_Required work_. Please identify each line in the listing below that contains the word "array" and copy those lines out in full.

------------------------------------------------------------

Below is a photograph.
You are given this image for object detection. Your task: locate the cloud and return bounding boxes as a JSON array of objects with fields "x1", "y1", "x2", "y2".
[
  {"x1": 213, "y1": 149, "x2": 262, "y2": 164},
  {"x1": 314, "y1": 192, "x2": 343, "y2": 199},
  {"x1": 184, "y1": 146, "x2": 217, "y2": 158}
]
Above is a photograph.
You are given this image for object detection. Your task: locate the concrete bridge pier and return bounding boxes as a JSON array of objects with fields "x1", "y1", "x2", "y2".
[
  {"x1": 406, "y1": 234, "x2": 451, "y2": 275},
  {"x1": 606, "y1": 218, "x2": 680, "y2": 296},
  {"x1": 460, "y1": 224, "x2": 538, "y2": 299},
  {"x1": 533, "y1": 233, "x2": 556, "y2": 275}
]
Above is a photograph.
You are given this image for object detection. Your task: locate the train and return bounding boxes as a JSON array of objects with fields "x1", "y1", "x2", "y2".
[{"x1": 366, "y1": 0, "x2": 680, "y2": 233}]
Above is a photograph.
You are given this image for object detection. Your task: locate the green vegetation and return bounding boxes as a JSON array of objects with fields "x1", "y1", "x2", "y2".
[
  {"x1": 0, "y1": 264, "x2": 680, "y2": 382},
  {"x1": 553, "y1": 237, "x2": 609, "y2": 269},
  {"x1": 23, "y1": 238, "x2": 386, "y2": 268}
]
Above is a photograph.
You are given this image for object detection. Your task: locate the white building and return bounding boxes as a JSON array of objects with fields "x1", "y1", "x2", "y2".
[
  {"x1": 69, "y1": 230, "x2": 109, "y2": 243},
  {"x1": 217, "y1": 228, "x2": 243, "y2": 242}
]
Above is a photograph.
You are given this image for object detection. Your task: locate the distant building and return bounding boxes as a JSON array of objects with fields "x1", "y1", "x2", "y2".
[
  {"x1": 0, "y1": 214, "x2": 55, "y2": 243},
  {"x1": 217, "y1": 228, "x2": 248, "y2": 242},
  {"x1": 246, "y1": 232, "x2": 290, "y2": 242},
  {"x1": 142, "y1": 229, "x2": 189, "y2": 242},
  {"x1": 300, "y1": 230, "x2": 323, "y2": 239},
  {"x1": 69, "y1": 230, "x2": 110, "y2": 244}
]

------------------------------------------------------------

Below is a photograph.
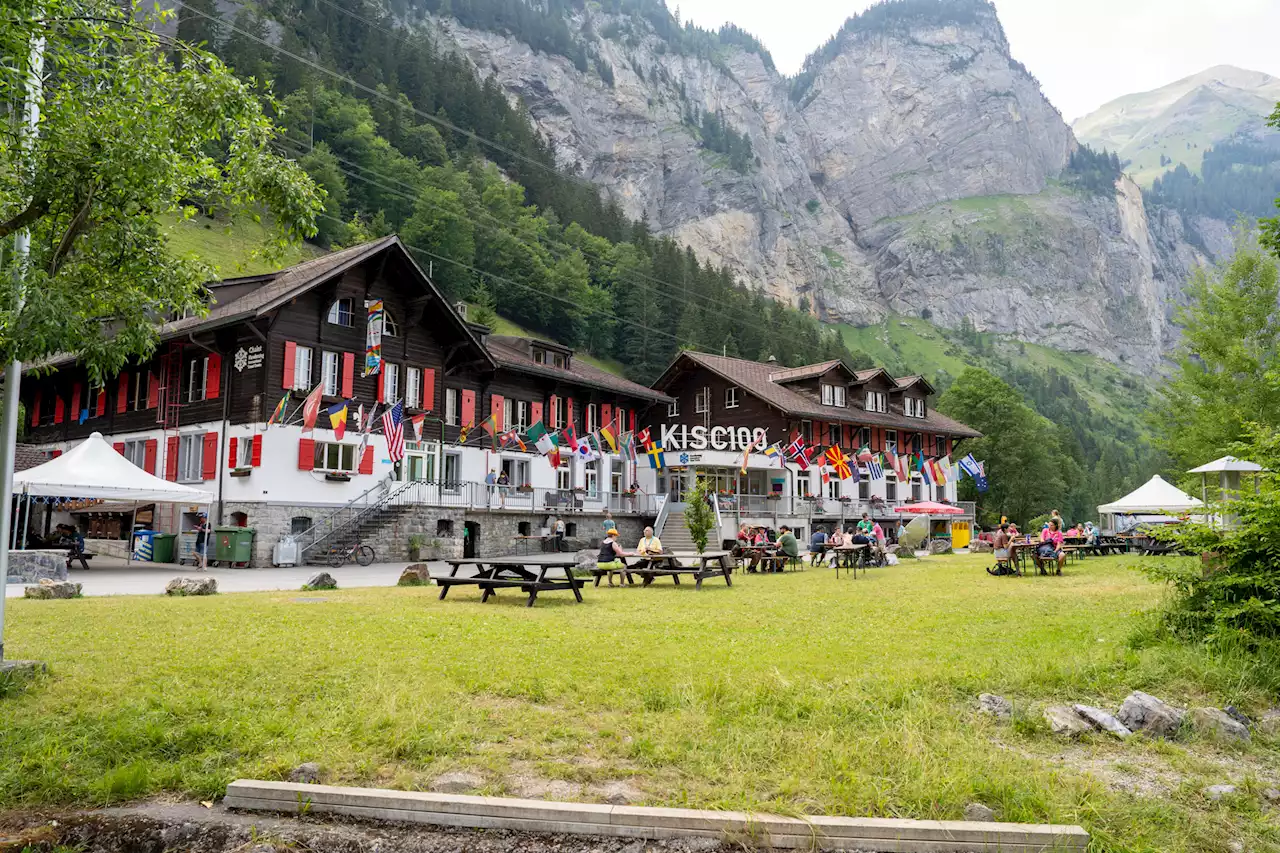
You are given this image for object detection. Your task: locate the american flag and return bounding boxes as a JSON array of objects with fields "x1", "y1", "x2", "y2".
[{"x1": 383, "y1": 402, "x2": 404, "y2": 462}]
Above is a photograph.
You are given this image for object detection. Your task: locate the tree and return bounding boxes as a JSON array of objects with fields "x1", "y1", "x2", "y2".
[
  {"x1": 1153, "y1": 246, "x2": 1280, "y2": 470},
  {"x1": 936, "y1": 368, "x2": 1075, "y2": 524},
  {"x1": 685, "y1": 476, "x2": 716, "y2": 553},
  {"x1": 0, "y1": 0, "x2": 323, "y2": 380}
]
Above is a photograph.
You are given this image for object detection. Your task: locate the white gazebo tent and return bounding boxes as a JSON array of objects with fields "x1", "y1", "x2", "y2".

------------------------------------------------------------

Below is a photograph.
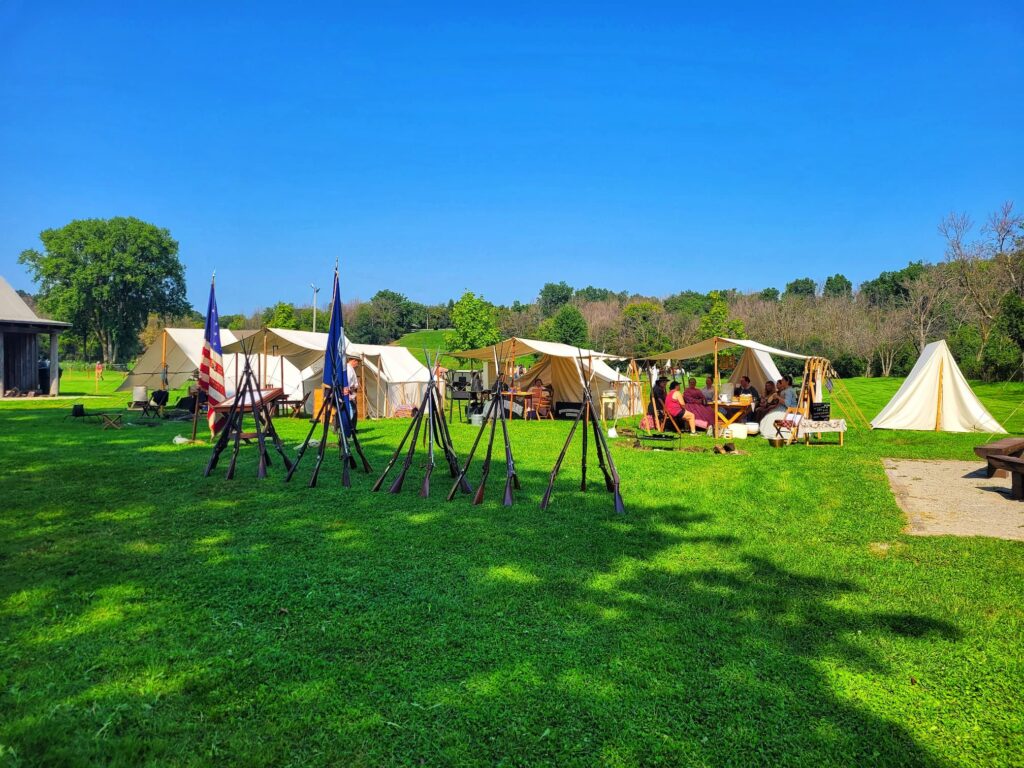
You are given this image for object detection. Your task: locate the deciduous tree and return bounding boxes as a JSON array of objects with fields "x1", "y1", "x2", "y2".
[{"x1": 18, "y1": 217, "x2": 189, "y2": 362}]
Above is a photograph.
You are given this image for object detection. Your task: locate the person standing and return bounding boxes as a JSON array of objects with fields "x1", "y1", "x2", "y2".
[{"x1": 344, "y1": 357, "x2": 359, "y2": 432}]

------------------------------------------------------------

_Result_.
You are given this image for object detection. Your task: locate the cloud and return bounding boxes as a JSON array of objects with fields "x1", "y1", "x2", "y2".
You are given this image for object detection. Your task: locate the concrete bridge pier and return bounding boxes as a JSON array of objects with fields "x1", "y1", "x2", "y2".
You are given this image for object detection. Your task: locate the train and return bounding boxes as a JSON array of objects with fields "x1", "y1", "x2", "y2".
You are given this image for object detection. Your task: locate the green vegetation and return bounding boxes as a JSON array of objects with fields "x1", "y1", "x2", "y2".
You are given this image for object detection. Your task: locate the white building and return bounding boxes as a JSON array of objects with fields "x1", "y1", "x2", "y2".
You are given this image for object detection. Your task: locate the distant building and return bounding boxes as a JSON array of objects with fields "x1", "y1", "x2", "y2".
You are given this image for object detection. Your task: locate the american flag and return bounding boxes as a JSON array of objects with fields "x1", "y1", "x2", "y2".
You are given this image for object detection. Your task: locate the tree and return bounding boxes as a JSON array of objects with fields "x1", "y1", "x2", "y2".
You are given this image for object detection. Your task: locate the white gazebo tent and return bounding boxes as a JSON array of objects with fields "x1", "y1", "x2", "y2".
You are given this image for object detection. Your task: locate the deciduous tree and return bounding boxes as a JSON array of objects with fields "x1", "y1", "x2", "y2".
You are given this image for object detection. Your task: locate the person standing and return bounding boxes as a JSON array of objects with fields "x1", "y1", "x2", "y2".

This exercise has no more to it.